(EXERCISE AIM) Look through the entries below and extract exactly the lines from the one containing "Target = tree bark" through the one containing "Target = bird's tail", ends included.

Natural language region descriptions
=== Begin Enclosure ===

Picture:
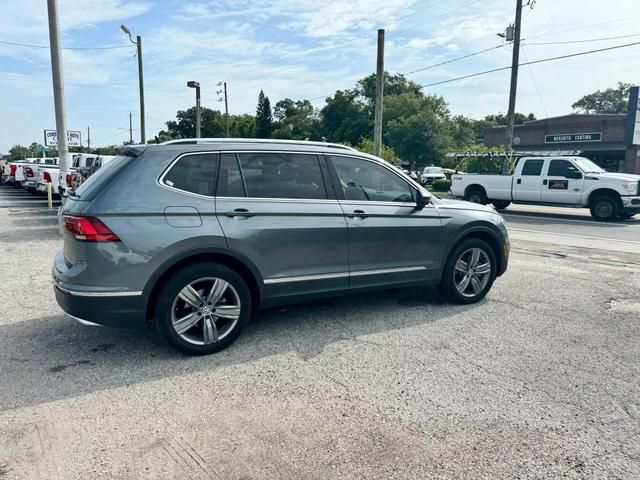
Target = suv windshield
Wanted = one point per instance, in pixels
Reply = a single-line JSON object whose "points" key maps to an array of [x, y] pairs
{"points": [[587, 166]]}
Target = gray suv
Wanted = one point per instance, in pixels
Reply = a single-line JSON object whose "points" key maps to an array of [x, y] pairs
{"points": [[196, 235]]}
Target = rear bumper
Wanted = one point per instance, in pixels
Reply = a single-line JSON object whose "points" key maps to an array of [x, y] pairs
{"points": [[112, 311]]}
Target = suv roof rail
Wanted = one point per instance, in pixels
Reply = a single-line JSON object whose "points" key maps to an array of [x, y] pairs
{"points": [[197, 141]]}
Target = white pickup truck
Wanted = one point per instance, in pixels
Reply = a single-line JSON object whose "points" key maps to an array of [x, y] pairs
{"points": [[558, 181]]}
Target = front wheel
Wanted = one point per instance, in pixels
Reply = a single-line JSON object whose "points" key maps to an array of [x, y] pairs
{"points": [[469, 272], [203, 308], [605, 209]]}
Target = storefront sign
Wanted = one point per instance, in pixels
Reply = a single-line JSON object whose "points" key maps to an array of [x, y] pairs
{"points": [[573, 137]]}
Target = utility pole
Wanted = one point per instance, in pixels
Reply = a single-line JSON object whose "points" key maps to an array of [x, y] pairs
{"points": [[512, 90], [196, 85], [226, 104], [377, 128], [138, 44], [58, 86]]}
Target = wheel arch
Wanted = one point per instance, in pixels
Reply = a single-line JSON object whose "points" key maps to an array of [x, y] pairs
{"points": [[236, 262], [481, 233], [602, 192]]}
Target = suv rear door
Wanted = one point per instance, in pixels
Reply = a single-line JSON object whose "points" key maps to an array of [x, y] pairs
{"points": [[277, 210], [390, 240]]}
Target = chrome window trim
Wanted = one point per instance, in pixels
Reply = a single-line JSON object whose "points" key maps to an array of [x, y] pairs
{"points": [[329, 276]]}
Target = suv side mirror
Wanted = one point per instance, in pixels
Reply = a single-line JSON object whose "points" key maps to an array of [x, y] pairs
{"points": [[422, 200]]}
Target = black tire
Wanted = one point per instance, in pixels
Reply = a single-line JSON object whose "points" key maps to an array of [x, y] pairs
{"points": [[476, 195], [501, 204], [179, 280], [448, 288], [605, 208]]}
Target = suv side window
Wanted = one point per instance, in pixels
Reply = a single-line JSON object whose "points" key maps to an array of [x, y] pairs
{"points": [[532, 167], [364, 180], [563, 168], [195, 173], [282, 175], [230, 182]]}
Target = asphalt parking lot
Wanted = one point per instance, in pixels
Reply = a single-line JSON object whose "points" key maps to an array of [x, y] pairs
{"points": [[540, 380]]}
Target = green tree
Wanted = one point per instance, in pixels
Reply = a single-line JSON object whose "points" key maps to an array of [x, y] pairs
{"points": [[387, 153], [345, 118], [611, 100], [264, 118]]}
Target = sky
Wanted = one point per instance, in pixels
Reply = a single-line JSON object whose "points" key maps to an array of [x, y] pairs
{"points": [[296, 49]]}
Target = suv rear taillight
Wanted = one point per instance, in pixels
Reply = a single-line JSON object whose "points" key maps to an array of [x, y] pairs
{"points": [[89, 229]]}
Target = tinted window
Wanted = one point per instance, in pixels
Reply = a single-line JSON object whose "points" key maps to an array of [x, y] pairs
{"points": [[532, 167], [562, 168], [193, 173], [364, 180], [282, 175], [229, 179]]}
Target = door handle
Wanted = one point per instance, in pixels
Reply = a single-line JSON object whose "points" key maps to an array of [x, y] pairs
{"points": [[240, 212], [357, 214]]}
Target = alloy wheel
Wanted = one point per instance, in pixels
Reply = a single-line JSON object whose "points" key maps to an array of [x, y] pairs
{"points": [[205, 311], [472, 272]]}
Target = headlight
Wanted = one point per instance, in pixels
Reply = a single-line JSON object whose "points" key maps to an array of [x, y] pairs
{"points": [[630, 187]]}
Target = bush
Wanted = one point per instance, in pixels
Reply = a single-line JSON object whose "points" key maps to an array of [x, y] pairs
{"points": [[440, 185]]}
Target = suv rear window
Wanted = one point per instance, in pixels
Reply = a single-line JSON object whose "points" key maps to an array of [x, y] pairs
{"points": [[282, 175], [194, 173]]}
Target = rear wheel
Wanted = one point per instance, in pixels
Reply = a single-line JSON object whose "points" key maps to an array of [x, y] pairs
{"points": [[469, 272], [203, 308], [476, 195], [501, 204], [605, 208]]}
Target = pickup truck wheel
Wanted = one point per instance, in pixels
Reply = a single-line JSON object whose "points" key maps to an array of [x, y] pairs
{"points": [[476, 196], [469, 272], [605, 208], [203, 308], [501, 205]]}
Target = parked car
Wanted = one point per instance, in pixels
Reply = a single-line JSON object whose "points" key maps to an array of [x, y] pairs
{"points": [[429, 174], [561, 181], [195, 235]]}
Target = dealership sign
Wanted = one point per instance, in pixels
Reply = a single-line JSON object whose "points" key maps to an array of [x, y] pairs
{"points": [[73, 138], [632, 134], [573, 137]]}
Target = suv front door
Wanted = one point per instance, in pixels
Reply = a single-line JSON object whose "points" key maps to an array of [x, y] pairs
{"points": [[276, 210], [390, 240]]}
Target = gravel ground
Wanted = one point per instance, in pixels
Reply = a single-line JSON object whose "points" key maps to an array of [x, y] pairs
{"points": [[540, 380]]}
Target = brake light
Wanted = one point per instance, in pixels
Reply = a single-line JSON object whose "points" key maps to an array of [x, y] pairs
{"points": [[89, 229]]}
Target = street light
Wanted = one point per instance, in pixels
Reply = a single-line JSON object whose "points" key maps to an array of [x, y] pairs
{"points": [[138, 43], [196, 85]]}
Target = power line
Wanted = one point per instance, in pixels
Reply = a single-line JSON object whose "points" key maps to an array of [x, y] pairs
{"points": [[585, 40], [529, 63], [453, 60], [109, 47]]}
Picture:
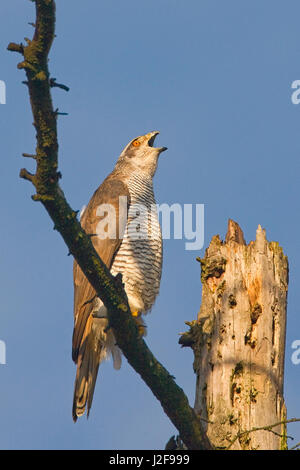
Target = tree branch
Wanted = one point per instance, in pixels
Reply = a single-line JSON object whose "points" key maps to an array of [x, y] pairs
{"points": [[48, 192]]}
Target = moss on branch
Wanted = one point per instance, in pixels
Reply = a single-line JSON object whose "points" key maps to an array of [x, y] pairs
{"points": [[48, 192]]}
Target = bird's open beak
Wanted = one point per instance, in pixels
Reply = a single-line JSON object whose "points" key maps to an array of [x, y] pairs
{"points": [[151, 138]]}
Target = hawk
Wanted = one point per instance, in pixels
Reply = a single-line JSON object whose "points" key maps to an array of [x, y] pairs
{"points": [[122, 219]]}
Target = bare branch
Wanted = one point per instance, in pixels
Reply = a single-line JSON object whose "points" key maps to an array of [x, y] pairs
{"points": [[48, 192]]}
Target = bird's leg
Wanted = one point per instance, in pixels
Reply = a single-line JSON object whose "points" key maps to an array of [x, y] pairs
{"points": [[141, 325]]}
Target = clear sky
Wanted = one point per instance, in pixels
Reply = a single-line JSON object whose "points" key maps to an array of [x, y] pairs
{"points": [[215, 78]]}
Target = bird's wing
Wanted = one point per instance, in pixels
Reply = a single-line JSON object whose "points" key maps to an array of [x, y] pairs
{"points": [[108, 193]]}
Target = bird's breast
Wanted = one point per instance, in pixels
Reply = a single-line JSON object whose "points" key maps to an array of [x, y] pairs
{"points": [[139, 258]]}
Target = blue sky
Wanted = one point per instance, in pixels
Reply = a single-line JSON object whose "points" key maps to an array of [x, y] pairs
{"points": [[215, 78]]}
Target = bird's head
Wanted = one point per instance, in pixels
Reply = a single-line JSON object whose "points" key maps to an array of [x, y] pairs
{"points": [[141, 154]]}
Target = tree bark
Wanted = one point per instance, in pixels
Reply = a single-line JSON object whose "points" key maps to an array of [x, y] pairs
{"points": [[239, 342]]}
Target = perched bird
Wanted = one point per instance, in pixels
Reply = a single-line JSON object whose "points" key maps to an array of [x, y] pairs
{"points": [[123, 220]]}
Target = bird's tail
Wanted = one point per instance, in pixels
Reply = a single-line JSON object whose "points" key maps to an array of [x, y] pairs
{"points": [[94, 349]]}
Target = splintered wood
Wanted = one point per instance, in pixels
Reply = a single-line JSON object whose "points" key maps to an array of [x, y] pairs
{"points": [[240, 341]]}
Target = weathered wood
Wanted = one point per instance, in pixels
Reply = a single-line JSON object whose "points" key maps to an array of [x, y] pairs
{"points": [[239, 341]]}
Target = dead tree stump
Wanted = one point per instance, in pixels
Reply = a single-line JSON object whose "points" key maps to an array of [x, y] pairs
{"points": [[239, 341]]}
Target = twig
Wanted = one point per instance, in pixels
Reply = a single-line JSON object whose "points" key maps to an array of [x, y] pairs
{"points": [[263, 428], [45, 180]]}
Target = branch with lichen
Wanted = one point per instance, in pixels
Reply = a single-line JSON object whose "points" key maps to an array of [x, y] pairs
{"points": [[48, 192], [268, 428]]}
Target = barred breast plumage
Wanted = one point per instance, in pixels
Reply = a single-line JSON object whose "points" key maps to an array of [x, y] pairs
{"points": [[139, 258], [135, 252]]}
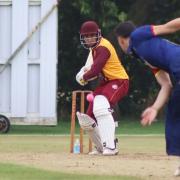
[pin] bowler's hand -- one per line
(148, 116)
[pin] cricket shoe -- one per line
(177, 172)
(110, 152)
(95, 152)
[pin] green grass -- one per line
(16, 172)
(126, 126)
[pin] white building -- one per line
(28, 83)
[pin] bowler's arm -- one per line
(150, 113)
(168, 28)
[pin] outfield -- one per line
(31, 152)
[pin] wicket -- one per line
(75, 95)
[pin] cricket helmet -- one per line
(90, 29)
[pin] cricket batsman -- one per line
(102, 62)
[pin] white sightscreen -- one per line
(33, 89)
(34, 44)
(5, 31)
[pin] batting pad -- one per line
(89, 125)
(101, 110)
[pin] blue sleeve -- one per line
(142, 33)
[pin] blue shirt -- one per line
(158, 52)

=== End Enclosure ===
=== Begin Enclosure ===

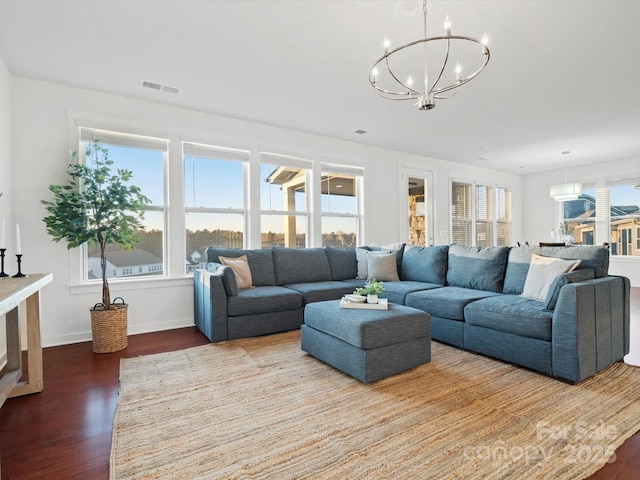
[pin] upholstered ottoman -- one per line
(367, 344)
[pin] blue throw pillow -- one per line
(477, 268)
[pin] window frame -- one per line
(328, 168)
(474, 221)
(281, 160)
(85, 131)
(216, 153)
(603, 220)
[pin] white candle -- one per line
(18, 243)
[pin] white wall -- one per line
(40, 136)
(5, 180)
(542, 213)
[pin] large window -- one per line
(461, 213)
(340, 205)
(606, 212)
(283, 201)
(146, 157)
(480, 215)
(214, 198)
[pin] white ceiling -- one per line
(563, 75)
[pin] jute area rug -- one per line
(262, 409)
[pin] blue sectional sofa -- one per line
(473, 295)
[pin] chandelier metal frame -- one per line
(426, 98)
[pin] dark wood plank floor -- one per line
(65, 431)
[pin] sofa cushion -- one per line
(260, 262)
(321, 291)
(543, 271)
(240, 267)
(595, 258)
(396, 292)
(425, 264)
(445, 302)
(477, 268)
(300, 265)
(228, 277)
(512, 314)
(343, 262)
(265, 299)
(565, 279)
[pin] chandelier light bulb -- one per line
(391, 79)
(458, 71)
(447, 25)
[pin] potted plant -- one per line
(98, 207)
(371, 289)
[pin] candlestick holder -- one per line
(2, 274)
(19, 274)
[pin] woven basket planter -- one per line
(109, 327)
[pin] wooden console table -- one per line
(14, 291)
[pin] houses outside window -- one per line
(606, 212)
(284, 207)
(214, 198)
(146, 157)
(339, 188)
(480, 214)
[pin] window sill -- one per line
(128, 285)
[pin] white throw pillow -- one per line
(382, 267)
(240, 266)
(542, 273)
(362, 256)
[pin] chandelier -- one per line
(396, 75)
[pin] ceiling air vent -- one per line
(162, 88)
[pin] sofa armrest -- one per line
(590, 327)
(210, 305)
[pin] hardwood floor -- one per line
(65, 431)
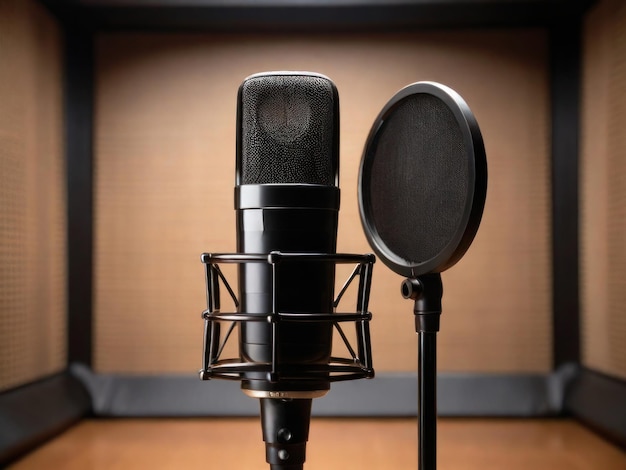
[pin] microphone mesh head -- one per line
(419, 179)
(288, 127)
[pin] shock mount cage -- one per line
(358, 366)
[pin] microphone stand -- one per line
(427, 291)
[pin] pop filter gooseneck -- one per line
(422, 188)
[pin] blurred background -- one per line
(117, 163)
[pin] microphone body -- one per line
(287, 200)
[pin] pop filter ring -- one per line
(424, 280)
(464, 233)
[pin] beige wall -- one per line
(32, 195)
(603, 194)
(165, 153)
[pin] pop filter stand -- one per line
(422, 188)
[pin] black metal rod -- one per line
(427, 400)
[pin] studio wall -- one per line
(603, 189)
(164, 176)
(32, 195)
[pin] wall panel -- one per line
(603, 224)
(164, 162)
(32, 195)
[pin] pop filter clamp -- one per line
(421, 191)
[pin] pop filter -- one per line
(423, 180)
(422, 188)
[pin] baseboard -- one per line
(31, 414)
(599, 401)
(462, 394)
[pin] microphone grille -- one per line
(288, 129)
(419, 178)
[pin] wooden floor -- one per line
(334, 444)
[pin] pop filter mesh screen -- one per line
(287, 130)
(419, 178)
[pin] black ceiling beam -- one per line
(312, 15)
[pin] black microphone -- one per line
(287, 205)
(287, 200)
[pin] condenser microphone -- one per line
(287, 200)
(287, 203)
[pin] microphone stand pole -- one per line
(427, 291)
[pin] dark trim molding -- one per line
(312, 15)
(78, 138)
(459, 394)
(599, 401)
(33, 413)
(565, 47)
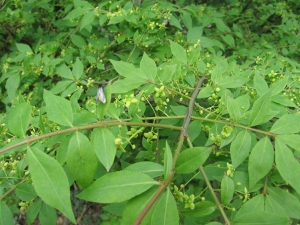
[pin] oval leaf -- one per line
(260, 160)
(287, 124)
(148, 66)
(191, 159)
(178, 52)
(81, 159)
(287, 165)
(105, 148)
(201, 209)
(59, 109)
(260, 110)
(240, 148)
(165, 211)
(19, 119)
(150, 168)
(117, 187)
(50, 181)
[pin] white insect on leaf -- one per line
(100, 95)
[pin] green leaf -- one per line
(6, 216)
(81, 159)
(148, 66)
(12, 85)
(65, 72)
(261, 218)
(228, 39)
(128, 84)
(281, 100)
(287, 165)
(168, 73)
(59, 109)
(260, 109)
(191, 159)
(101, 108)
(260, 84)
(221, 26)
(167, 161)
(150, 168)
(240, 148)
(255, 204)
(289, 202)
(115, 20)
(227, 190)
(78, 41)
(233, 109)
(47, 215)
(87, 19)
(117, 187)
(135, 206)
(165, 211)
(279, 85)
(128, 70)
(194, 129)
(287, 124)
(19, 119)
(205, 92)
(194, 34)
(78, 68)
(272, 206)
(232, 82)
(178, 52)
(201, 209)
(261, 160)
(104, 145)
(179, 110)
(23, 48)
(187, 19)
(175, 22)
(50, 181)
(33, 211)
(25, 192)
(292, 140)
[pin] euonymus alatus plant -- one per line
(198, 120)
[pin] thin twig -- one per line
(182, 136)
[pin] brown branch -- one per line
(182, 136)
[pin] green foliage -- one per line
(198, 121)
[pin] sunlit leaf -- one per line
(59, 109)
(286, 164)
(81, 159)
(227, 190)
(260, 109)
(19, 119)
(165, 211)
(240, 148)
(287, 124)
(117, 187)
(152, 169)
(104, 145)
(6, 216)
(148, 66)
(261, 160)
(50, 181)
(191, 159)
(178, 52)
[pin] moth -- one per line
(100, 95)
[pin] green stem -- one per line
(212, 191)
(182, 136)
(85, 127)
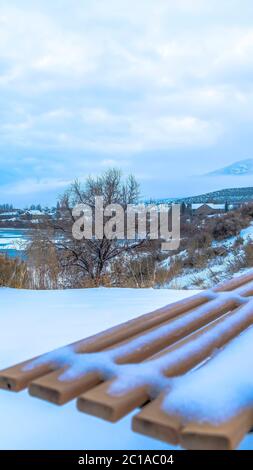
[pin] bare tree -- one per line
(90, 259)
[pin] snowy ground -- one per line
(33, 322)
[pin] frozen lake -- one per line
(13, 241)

=== End Enclosure ===

(RESPONSE FOR THIS EXERCISE)
Target = tree bark
Wanted = one point per instance, in pixels
Reply = a single-line JSON object whose "points" key maps to an array of [x, y] pairs
{"points": [[239, 342]]}
Target = perched bird
Wanted = one point per instance, in pixels
Reply = a single-line JSON object whose "points" key maps to an array of [x, y] pairs
{"points": [[123, 220]]}
Target = bird's tail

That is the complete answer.